Give the data again exactly as written, skipping any pictures.

[Extracted records]
◇ ◇ ◇ ◇

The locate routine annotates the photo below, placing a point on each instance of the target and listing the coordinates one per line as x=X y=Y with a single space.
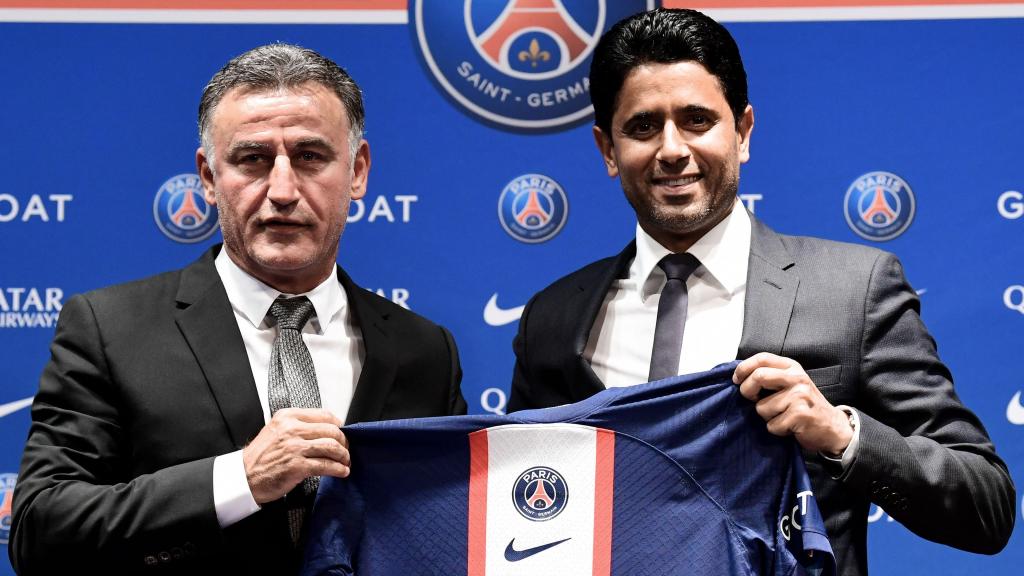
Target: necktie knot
x=292 y=314
x=679 y=266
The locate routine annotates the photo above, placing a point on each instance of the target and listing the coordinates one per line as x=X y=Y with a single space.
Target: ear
x=360 y=171
x=607 y=149
x=206 y=175
x=744 y=129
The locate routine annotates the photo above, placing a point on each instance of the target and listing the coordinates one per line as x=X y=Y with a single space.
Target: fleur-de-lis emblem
x=535 y=54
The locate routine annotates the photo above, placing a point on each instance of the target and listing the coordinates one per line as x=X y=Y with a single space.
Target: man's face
x=282 y=180
x=677 y=150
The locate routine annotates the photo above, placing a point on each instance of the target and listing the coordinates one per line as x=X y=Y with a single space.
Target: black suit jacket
x=847 y=314
x=147 y=383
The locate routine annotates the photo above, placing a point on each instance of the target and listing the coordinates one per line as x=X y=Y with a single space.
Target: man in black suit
x=834 y=351
x=157 y=443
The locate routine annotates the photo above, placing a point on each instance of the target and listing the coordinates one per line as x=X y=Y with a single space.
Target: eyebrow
x=252 y=146
x=247 y=146
x=689 y=109
x=314 y=141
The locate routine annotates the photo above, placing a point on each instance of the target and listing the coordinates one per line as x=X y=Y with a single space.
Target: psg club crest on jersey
x=517 y=64
x=181 y=212
x=879 y=206
x=532 y=208
x=540 y=494
x=7 y=482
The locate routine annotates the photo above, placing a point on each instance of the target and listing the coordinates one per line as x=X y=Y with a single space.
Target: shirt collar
x=723 y=251
x=252 y=298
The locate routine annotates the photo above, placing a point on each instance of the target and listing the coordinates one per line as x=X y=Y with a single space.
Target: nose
x=284 y=187
x=673 y=149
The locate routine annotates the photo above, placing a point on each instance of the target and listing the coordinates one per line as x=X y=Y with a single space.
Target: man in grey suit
x=182 y=417
x=834 y=351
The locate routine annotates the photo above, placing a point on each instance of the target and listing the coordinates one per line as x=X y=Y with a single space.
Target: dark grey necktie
x=671 y=316
x=293 y=383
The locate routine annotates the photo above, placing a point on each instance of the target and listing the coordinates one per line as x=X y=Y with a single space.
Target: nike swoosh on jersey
x=1015 y=411
x=496 y=316
x=12 y=407
x=513 y=554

◇ ◇ ◇ ◇

## WRITTEN RESPONSE
The locate routine annotates the photo below, placing a point on each instance of the target and listing the coordinates one per line as x=X y=Y with a single space.
Target: necktie knot
x=292 y=314
x=679 y=266
The locate routine annotates the photo above, placing a point on each instance of the target and listing the coordinates one per line as x=X y=Y with a single space.
Target: ear
x=360 y=171
x=607 y=149
x=206 y=175
x=744 y=129
The locate routine annotates the photo above, placing a point on each instance of the target and listing the coordinates one per line as x=X y=Y with a single space.
Target: fleur-de-lis emblem
x=535 y=54
The locate routine annotates the photo above, placing a point on each instance of the target and listing the coordinates one per line as x=X y=Y with a single space.
Target: man's face
x=282 y=180
x=677 y=150
The locate routine annotates the photo above, placing a point on each instance of the target and listing the coordinates one per line as x=X y=Y with a single space.
Target: black suit jacket
x=847 y=314
x=147 y=383
The locate routine annotates the photo above, placing a point on each instance of the target and listing the coordinates one per line as x=X y=Y with a single space.
Target: man in black suit
x=834 y=351
x=157 y=443
The locate routine annotates the photo above, placing a point on each instance of the target and listing the coordinates one per line as x=X y=Y with a single space.
Target: eyebrow
x=252 y=146
x=247 y=146
x=689 y=109
x=314 y=141
The locate routine annotates the photo above, placing a point on each instance of the target and listing the coordinates one per line as x=X y=Y with a single space.
Target: psg club crest on jersey
x=517 y=64
x=181 y=212
x=879 y=206
x=532 y=208
x=540 y=494
x=7 y=482
The locate routine annotates the photo above, placing a point on each instance of the target and listing the coordinates one per line as x=X y=Y with a single space.
Target: shirt collar
x=723 y=251
x=252 y=298
The locate routine annotates the photo above, placing a point on each instance of the target and listing the coordinates one per line as x=X y=Y with a single space.
Target: nose
x=284 y=187
x=673 y=149
The locate routine annotates the photo above, placing a point on each instance of the target and listing the coordinates one per line as x=X y=Y with a single space.
Target: man in grey suit
x=182 y=417
x=834 y=351
The locate routine annotates the photo above, placing a point on each instance of the target and listing the coordinates one per line as x=X y=Y with a single space.
Target: dark grey necktie
x=671 y=316
x=293 y=383
The locate routine annotates the photo above, placing a point on each instance of the target and listing the coordinates one per line as x=X y=Y with a single space.
Target: nike swoosh on jersey
x=1015 y=411
x=496 y=316
x=12 y=407
x=513 y=554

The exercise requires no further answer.